> **Exercise**:
Please state how many years of military service Chastain completed, according to the excerpt on veterans and farming.

### Excerpt ###

Chastain, who is a veteran herself, told me she grew up on a farm and studied agriculture at college, so farming seemed like the obvious choice after she completed 31 years of military service. But she told me farming is a natural fit for many veterans, even those with no prior agricultural experience, because of the nature of the work.

“We in the military are taught to do whatever it takes to accomplish a mission,” Chastain said. “So if it takes them working 20 hours a day or getting up at the crack of dawn to accomplish it, they can. They’re very mission-oriented, and working in an office is very difficult for a lot of veterans.”

That meaningful work can also have physical and mental benefits for veterans who have experienced trauma. As many as one in five veterans who served in Iraq have post-traumatic stress disorder, and though research is limited, there’s a growing body of anecdotal experiences that suggest farming may help veterans heal.

“This connection really gives a person that sense of serving again.”

There are studies that show being outdoors can help people recover and refocus while managing PTSD, and other studies that show working with farm animals can relieve symptoms. And there’s a fair amount of research on horticultural therapy—the idea that helping things grow can be therapeutic to people with many different disabilities and illnesses.

### Supplied material ###

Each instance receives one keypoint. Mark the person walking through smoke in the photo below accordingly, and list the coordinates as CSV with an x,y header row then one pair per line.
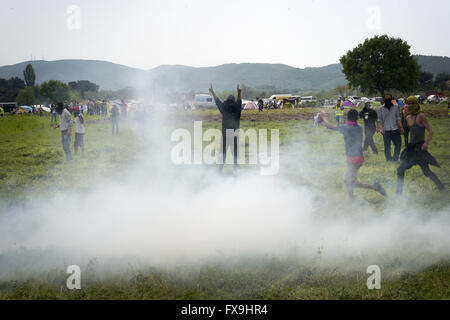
x,y
115,119
260,104
231,117
353,137
370,118
339,110
66,129
390,126
416,152
79,134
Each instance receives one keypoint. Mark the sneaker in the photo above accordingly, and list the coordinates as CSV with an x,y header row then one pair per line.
x,y
377,187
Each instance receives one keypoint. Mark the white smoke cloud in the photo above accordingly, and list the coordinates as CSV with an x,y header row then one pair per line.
x,y
162,214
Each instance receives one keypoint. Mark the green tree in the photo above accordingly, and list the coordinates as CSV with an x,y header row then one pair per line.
x,y
10,88
29,75
425,81
83,86
380,64
25,97
441,80
55,91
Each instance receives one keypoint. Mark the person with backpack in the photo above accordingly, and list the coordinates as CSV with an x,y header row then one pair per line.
x,y
390,126
370,118
115,119
416,152
79,134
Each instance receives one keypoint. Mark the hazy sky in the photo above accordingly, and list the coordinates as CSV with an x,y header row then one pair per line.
x,y
145,34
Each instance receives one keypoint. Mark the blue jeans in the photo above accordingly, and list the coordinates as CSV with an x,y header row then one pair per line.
x,y
54,116
115,128
65,140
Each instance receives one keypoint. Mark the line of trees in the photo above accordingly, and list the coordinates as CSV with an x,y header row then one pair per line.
x,y
27,92
382,64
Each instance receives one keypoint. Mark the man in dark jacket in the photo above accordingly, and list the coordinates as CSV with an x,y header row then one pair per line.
x,y
231,121
370,118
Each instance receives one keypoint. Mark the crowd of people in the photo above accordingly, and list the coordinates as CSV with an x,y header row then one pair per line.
x,y
392,120
73,113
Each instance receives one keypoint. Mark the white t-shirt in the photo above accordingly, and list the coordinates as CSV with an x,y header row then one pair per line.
x,y
79,127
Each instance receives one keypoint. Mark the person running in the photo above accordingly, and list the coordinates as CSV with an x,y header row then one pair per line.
x,y
339,112
390,126
115,119
260,104
53,113
353,137
79,134
231,116
370,117
416,152
65,127
124,109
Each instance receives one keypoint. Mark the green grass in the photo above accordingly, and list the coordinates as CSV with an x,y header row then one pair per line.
x,y
32,164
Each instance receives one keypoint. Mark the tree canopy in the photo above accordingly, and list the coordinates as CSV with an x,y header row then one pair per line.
x,y
83,86
55,91
380,64
10,88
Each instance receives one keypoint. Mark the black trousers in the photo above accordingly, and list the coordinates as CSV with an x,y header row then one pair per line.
x,y
406,135
395,137
369,141
226,142
404,165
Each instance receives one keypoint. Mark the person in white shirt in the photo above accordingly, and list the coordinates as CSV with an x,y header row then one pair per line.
x,y
79,134
66,130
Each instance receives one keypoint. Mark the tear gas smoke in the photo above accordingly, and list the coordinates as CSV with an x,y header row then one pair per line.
x,y
163,214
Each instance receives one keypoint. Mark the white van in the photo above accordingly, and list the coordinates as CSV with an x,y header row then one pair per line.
x,y
308,99
281,96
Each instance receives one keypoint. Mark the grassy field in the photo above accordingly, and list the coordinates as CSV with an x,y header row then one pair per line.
x,y
32,165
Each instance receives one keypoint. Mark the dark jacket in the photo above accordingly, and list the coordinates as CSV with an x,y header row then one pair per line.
x,y
370,118
231,113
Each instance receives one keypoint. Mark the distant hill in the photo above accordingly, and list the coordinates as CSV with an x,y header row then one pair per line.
x,y
434,64
183,78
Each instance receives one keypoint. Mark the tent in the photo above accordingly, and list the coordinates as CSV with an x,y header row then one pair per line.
x,y
347,104
375,104
251,106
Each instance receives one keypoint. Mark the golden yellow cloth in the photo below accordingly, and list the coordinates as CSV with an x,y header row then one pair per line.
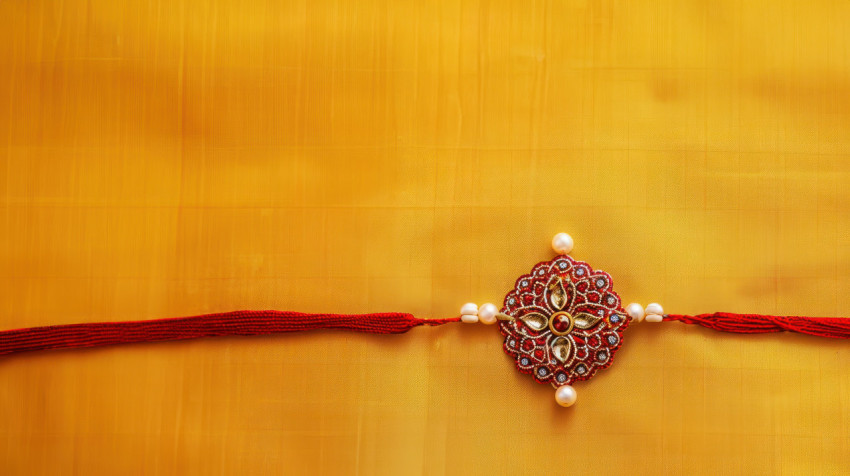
x,y
177,157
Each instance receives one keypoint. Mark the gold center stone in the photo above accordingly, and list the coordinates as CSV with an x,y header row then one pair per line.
x,y
561,319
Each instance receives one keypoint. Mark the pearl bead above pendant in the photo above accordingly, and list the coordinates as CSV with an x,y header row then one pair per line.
x,y
566,396
562,243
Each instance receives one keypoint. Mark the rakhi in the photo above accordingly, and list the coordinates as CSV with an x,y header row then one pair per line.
x,y
562,323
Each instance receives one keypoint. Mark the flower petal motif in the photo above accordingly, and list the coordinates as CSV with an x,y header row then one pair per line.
x,y
586,321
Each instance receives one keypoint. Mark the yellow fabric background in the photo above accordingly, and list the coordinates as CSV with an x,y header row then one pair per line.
x,y
171,158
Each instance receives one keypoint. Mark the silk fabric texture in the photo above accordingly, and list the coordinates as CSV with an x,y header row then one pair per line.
x,y
175,158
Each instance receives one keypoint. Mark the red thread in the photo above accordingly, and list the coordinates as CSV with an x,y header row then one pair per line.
x,y
242,323
833,327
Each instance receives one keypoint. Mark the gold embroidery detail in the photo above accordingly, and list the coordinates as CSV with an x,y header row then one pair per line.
x,y
561,317
586,321
535,321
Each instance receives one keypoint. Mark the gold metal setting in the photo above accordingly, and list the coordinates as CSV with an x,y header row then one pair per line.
x,y
561,317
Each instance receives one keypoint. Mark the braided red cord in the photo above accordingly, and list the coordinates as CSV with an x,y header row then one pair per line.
x,y
243,323
834,327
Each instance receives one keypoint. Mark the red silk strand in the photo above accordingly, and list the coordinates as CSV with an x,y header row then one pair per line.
x,y
242,323
833,327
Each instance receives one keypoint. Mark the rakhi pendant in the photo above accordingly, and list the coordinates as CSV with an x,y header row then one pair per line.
x,y
562,323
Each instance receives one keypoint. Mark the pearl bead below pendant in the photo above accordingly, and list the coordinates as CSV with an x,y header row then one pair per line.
x,y
562,243
566,396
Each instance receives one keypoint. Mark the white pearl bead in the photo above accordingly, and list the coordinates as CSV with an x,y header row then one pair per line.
x,y
487,313
635,311
654,318
654,308
566,396
562,243
469,318
469,308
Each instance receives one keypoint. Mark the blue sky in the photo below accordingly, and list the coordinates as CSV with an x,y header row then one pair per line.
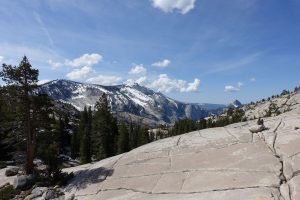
x,y
192,50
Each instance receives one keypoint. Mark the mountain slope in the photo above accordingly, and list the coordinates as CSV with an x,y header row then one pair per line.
x,y
128,100
226,163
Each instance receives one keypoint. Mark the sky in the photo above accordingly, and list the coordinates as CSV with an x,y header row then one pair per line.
x,y
201,51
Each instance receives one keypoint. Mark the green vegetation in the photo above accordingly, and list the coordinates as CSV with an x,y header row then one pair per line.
x,y
188,125
8,192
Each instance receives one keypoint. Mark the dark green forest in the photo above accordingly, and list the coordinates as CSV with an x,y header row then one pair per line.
x,y
31,126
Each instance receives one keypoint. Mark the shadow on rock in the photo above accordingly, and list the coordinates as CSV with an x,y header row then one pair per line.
x,y
83,178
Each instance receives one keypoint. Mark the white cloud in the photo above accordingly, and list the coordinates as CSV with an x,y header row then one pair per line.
x,y
41,82
84,60
166,84
240,84
54,65
104,80
230,88
138,69
164,63
81,74
141,81
183,6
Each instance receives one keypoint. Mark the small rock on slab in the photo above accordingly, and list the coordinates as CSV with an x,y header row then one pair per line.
x,y
11,171
23,181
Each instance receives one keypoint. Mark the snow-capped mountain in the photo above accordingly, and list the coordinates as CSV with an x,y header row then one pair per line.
x,y
128,101
235,104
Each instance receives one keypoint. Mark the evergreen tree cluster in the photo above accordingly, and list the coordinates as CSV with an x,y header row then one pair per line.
x,y
101,135
188,125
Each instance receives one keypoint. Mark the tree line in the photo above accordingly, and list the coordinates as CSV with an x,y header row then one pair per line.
x,y
31,127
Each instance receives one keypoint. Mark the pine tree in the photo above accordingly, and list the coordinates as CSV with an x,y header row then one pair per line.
x,y
85,135
104,129
123,139
23,79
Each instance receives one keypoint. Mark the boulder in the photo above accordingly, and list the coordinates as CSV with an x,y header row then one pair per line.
x,y
50,194
39,191
23,181
257,129
11,171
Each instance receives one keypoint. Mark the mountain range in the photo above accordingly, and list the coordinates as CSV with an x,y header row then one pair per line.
x,y
129,101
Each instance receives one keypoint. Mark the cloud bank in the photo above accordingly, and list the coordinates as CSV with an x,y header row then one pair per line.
x,y
182,6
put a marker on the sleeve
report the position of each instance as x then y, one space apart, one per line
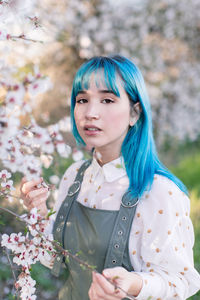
165 244
66 181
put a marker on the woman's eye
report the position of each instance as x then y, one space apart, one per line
107 101
81 101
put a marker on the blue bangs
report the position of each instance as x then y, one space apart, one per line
104 72
138 148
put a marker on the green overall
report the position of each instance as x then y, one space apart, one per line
99 236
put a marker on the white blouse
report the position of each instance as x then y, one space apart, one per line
161 237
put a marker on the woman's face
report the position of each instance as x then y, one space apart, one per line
102 118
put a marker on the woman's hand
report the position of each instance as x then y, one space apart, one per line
34 196
101 288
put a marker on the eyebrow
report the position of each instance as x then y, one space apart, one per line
99 91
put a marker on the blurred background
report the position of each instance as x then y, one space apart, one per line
162 38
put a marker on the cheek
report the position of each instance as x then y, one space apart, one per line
77 117
120 119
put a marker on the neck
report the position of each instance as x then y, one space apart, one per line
104 159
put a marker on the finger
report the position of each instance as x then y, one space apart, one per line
24 179
109 288
40 204
33 202
103 285
30 185
35 193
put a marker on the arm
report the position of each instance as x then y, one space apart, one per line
160 245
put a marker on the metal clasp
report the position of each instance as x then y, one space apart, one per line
74 188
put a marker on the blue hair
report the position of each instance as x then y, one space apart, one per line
138 148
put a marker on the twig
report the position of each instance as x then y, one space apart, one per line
66 252
12 270
22 37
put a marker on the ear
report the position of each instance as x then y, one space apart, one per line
135 113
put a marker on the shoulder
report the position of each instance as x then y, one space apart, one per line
165 194
66 181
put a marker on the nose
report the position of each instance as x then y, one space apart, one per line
92 112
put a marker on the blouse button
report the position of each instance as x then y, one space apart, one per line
114 261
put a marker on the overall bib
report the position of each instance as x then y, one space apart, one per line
98 237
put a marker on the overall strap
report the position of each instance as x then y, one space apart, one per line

###

> **Written answer**:
31 years